◆ **Activity**
Restate word for word the lines of the data below, from the first through the one that has "[tag] tall grass (a point for each instance)".

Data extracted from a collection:
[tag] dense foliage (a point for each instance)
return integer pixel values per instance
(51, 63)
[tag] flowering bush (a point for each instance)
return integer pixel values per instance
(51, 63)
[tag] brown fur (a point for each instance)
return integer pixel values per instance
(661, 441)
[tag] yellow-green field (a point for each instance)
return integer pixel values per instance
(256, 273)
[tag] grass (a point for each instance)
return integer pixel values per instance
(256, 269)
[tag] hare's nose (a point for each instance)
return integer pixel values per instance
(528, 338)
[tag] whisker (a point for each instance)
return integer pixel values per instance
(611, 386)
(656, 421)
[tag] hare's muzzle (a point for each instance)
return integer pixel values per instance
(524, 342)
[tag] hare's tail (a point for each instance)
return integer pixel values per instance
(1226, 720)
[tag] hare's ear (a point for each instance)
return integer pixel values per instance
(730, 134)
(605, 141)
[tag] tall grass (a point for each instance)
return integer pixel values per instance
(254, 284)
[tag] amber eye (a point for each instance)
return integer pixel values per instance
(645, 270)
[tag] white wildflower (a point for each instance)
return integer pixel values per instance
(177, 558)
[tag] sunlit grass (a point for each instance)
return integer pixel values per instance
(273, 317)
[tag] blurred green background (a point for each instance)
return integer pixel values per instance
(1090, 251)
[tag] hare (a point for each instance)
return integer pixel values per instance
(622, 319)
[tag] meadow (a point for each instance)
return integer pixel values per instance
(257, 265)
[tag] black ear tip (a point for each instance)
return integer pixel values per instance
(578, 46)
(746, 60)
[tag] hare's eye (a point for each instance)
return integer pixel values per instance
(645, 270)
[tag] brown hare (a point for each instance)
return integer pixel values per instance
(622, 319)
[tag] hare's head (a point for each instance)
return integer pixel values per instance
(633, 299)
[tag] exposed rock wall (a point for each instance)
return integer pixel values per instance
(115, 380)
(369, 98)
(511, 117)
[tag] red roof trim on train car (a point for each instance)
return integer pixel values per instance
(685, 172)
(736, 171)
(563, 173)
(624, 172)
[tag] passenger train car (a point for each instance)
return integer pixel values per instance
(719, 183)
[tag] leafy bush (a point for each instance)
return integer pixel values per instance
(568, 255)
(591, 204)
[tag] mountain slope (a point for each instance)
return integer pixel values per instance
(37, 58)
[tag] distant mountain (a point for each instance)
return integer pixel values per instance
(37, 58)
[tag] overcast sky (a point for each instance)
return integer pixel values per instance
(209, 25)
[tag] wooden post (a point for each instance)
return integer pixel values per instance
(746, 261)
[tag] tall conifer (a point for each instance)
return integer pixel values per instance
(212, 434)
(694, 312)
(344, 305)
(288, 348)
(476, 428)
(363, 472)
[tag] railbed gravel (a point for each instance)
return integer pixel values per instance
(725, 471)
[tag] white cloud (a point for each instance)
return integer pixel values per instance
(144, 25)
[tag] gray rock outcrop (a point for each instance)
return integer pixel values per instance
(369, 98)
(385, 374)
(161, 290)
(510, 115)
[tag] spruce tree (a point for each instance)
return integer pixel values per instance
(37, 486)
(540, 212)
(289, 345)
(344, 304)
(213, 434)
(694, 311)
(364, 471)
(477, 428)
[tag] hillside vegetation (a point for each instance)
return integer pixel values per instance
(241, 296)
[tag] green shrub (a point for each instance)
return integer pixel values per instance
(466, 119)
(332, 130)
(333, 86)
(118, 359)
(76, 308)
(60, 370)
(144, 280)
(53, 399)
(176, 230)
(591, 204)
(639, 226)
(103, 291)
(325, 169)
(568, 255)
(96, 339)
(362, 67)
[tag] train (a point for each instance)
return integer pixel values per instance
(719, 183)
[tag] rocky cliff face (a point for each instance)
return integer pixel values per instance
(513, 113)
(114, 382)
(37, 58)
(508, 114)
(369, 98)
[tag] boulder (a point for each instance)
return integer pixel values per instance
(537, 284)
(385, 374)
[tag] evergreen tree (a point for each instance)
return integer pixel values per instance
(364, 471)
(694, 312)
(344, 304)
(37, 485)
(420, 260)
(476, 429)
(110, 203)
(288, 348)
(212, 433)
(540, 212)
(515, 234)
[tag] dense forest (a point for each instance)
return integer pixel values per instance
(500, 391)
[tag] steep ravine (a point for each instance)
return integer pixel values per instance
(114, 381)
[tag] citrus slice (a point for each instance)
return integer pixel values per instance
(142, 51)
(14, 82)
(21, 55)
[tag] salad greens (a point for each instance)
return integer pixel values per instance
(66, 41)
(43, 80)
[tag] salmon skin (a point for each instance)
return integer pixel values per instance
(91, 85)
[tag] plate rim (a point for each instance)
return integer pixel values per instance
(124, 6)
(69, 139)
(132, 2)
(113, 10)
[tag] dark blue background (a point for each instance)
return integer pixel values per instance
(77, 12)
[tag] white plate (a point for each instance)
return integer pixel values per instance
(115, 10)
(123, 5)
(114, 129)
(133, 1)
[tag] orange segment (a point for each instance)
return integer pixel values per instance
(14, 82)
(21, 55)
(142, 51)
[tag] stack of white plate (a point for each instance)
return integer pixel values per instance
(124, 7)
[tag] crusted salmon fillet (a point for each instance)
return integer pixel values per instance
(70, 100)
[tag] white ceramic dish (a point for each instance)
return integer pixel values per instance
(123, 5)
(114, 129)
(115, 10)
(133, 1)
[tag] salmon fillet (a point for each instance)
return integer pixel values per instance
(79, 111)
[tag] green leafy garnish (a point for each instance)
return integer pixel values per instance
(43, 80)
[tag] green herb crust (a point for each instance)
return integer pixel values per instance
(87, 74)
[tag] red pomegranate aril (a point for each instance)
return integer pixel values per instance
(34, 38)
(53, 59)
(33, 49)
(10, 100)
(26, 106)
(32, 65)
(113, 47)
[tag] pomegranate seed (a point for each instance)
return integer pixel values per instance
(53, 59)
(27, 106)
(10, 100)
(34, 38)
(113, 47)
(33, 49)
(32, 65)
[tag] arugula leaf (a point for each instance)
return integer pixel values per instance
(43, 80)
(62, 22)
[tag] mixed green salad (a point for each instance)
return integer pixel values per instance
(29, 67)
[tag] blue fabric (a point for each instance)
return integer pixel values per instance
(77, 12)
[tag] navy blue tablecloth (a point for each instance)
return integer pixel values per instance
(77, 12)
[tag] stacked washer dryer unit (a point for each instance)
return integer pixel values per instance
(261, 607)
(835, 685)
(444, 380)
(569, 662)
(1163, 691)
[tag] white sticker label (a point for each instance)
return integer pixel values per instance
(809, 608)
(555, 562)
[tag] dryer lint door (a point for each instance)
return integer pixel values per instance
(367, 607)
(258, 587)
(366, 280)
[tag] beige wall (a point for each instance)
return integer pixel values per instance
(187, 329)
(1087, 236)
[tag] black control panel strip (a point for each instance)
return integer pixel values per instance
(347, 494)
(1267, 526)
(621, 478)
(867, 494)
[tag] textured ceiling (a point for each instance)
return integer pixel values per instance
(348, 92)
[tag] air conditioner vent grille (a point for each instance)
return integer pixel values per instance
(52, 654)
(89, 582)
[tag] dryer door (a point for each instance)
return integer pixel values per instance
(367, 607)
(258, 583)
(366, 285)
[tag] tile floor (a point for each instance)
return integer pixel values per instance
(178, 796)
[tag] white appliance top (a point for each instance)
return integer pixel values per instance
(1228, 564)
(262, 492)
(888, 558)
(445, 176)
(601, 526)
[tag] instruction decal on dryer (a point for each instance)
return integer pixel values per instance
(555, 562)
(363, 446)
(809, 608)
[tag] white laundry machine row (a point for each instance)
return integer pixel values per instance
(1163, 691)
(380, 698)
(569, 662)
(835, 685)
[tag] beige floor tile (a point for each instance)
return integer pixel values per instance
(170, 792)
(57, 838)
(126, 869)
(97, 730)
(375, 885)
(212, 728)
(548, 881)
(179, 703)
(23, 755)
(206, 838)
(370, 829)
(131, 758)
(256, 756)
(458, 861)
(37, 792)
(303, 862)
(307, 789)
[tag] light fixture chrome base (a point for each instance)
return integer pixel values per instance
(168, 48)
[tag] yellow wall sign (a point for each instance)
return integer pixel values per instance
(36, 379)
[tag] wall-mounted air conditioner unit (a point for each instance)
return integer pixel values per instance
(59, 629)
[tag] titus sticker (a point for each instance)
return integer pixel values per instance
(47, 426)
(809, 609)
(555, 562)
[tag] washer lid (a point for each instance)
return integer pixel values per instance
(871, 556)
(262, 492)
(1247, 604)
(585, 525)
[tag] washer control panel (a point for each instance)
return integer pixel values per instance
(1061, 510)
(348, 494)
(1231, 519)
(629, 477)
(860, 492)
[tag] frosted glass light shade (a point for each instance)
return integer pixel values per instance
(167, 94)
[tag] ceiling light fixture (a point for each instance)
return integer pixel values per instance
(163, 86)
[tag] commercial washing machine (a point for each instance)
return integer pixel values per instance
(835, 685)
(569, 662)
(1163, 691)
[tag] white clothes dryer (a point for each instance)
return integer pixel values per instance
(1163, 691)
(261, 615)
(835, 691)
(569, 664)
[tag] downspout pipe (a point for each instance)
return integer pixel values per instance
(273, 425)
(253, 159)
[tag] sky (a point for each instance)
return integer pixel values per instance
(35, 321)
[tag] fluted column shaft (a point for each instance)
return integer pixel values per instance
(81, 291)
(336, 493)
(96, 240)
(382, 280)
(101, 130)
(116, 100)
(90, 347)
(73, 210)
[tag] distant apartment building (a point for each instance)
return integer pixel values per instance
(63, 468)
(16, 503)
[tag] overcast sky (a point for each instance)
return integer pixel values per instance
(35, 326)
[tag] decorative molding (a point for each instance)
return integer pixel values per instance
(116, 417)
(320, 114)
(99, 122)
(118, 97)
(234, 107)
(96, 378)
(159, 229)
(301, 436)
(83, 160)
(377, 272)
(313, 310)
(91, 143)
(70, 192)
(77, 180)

◆ **Solution below**
[tag] dense foliage (a point for each instance)
return integer pixel values per instance
(51, 63)
[tag] flowering bush (a point for each instance)
return integer pixel values per instance
(51, 63)
[tag] brown fur (a point for each instance)
return integer pixel values per instance
(661, 441)
[tag] yellow-green field (a point for each instance)
return integer pixel values per instance
(256, 273)
[tag] grass (a point for each instance)
return integer pixel values per instance
(256, 269)
[tag] hare's nose (a point for each instance)
return integer pixel values per instance
(528, 338)
[tag] whisker (a point for each instance)
return integer pixel values per instance
(611, 386)
(656, 421)
[tag] hare's muzzle (a point for each instance)
return integer pixel values per instance
(524, 342)
[tag] hare's tail (a point for each instance)
return integer pixel values per instance
(1226, 720)
[tag] hare's ear (a point for each instance)
return integer pixel values per instance
(730, 134)
(605, 141)
[tag] tall grass (a point for each instance)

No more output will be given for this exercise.